### DIRECTIONS
Produce a word-for-word copy of the data that follows, excluding images.

### THE RECORDS
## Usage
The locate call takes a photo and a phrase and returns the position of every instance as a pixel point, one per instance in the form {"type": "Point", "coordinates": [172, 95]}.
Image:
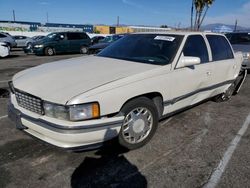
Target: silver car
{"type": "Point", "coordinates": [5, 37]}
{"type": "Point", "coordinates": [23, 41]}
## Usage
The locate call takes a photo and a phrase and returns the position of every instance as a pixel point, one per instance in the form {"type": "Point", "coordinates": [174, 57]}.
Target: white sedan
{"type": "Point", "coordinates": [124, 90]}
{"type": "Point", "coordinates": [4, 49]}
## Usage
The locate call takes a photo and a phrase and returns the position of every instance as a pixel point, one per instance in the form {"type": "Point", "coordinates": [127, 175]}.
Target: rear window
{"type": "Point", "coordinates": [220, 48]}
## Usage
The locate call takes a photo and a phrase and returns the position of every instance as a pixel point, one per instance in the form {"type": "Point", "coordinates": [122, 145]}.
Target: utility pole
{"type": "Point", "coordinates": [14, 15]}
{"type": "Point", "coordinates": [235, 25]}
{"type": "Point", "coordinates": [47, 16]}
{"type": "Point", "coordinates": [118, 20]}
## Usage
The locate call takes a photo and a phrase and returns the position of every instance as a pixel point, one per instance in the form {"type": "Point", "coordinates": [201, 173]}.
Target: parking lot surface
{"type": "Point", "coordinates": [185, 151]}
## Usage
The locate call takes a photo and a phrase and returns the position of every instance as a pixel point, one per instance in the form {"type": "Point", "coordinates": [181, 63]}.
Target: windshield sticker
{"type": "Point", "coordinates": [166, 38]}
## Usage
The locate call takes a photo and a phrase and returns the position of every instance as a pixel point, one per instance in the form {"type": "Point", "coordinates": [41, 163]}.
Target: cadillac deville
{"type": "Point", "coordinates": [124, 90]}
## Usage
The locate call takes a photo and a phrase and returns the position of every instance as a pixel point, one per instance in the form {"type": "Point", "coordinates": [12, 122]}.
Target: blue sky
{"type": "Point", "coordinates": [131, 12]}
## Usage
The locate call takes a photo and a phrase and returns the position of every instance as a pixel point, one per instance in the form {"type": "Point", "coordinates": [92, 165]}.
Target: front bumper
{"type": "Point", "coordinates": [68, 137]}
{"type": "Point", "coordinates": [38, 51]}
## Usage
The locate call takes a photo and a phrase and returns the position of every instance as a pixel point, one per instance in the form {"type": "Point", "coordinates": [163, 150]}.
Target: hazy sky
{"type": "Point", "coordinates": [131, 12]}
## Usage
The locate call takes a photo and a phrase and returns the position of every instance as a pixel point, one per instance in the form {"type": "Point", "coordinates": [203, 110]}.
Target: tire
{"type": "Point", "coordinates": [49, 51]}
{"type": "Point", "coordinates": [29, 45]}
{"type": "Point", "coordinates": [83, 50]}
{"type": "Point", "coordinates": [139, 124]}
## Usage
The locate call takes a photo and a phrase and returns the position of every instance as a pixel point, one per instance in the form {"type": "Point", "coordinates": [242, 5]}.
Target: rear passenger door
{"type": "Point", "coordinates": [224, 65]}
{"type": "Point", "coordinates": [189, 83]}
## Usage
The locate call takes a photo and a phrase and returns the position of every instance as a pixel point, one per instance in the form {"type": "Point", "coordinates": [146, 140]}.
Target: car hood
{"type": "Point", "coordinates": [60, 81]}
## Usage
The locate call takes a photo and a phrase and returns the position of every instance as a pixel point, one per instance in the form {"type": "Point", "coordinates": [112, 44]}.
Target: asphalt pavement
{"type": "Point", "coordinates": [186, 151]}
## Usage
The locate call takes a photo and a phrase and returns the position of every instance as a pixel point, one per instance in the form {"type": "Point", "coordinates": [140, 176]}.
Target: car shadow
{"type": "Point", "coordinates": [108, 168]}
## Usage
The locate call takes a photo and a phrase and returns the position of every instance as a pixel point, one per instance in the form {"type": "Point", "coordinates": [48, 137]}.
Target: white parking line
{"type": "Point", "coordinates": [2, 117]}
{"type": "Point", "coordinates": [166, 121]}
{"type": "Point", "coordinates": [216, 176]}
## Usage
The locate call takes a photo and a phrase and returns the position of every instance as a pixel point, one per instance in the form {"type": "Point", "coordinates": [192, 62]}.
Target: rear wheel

### EXERCISE RESPONSE
## Usage
The locate call takes a photo and a phrase and returns the position of every instance as a pixel point, one per instance in the form {"type": "Point", "coordinates": [172, 95]}.
Image:
Target: silver car
{"type": "Point", "coordinates": [5, 37]}
{"type": "Point", "coordinates": [23, 41]}
## Usage
The locate call takes a photo and a phrase and returns the position of every instance as a pixel point, one per instance in the form {"type": "Point", "coordinates": [174, 57]}.
Target: white sedan
{"type": "Point", "coordinates": [124, 90]}
{"type": "Point", "coordinates": [4, 49]}
## Usage
The locate call takes a photo and a phrase and returns the position of every instance as a pixel point, one per instance in the form {"type": "Point", "coordinates": [127, 175]}.
Target: rear window
{"type": "Point", "coordinates": [220, 48]}
## Usage
The locate call takes a photo and a phrase and returns the position of every instance as a pixel point, one per instance in the form {"type": "Point", "coordinates": [122, 145]}.
Target: utility pole
{"type": "Point", "coordinates": [14, 15]}
{"type": "Point", "coordinates": [235, 25]}
{"type": "Point", "coordinates": [47, 16]}
{"type": "Point", "coordinates": [118, 20]}
## Usage
The locate call takes a photo and a phrase and returns the position of every instance as a pixel point, one per instance in the form {"type": "Point", "coordinates": [201, 173]}.
Target: parking lot surface
{"type": "Point", "coordinates": [185, 151]}
## Usage
The locate call takes a photo and a phrase and returns the position of every instance as a pixel point, one per instance in the form {"type": "Point", "coordinates": [181, 63]}.
Target: windshield sticker
{"type": "Point", "coordinates": [166, 38]}
## Usage
The locate call takes a photo and a phrase and returns the position of every instance as a pixel point, one per instance in the form {"type": "Point", "coordinates": [41, 163]}.
Target: cadillac deville
{"type": "Point", "coordinates": [124, 90]}
## Usage
The locate call takes a photo and a phrase and returns the position of every instance as a pixel point, one per instance in the form {"type": "Point", "coordinates": [12, 122]}.
Target: blue sky
{"type": "Point", "coordinates": [131, 12]}
## Usage
The locate call takes a photo and a phrase and returns the position of every instance as a pixel point, one per instance in the form {"type": "Point", "coordinates": [92, 165]}.
Target: front bumper
{"type": "Point", "coordinates": [68, 137]}
{"type": "Point", "coordinates": [38, 51]}
## Usage
The locate call takes a photo and a phrase and returns the position of every instance as a pixel point, one per instance in the form {"type": "Point", "coordinates": [163, 150]}.
Target: hazy sky
{"type": "Point", "coordinates": [131, 12]}
## Usage
The locate call takes a photo and a phrase and returns the position of every instance as a pixel point, one per instance in the form {"type": "Point", "coordinates": [203, 110]}.
Target: tire
{"type": "Point", "coordinates": [49, 51]}
{"type": "Point", "coordinates": [29, 45]}
{"type": "Point", "coordinates": [83, 50]}
{"type": "Point", "coordinates": [139, 124]}
## Usage
The locate call takes a photo and a phrase and returns the position of every instance as a pixel point, one per instance in the form {"type": "Point", "coordinates": [242, 5]}.
Target: rear passenger door
{"type": "Point", "coordinates": [224, 65]}
{"type": "Point", "coordinates": [189, 83]}
## Usage
The locate call takes a photo and a phrase and returns the position of every instance as a pixel point, one per instance in the form {"type": "Point", "coordinates": [146, 140]}.
Target: car hood
{"type": "Point", "coordinates": [60, 81]}
## Usage
The locate call takes a photo and a phrase and returns the position of every instance as a pixel point, one per instance in the form {"type": "Point", "coordinates": [112, 44]}.
Target: asphalt pavement
{"type": "Point", "coordinates": [186, 151]}
## Usage
The locate call takes a photo and a phrase and returns the position of every instance as a pixel point, one per instance in the form {"type": "Point", "coordinates": [140, 176]}.
Target: car shadow
{"type": "Point", "coordinates": [108, 168]}
## Usage
The locate call takes a photo and a phrase and returns the position of every instance as a pixel point, one per instance in the form {"type": "Point", "coordinates": [48, 137]}.
Target: white parking line
{"type": "Point", "coordinates": [2, 117]}
{"type": "Point", "coordinates": [166, 121]}
{"type": "Point", "coordinates": [216, 176]}
## Usage
The locate call takes a photo and a phrase and returns the position of every instance as a pixel point, one per instance in the form {"type": "Point", "coordinates": [192, 62]}.
Target: rear wheel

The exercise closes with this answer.